ACTIVITY
Continue the news article about Medicare's increase to safety-net drug payments, picking up right after its final line.

PASSAGE
- - - - - - -
Biden administration approves increase to safety-net drug payments

Tina Reed

Medicare will increase payments for discounted drugs provided to safety-net hospitals next year under a policy the Biden administration finalized Tuesday that will affect how the program reimburses other facilities.

The big picture: Hospitals had called on the Centers for Medicare and Medicaid Services (CMS) to boost safety-net drug payments without dipping into other funds, but the agency said it didn’t have the authority to do that.

  • Still, CMS agreed it could use a methodology that offered a slightly more favorable outcome.
  • Urban hospitals will see a positive effect from the policy, while rural hospitals will see a slight pay cut, CMS predicted.
  • Overall, pay rates for hospital outpatient facilities and ambulatory surgical centers will increase 3.8% in 2023.
- - - - - - -
EXTRACTED DATA
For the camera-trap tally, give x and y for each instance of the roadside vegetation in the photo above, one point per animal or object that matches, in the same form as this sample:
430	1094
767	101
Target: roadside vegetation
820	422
- - - - - - -
REPLY
Flashback: This summer, the Supreme Court invalidated CMS’ payment cuts for safety-net providers in the federal discount drug program. Research had indicated some hospitals were profiting excessively from the program.

  • The agency didn’t have time to make a formal proposal about how to pay hospitals for the discounted drugs going forward, so it is beginning to do that through the rule released Tuesday.

The intrigue: HHS still needs to figure out how to reimburse hospitals as much as $10 billion for the payment cuts between 2018 and 2022. The savings from the payment cuts have been redistributed, so either CMS needs to claw money back from other hospitals or ask Congress for help.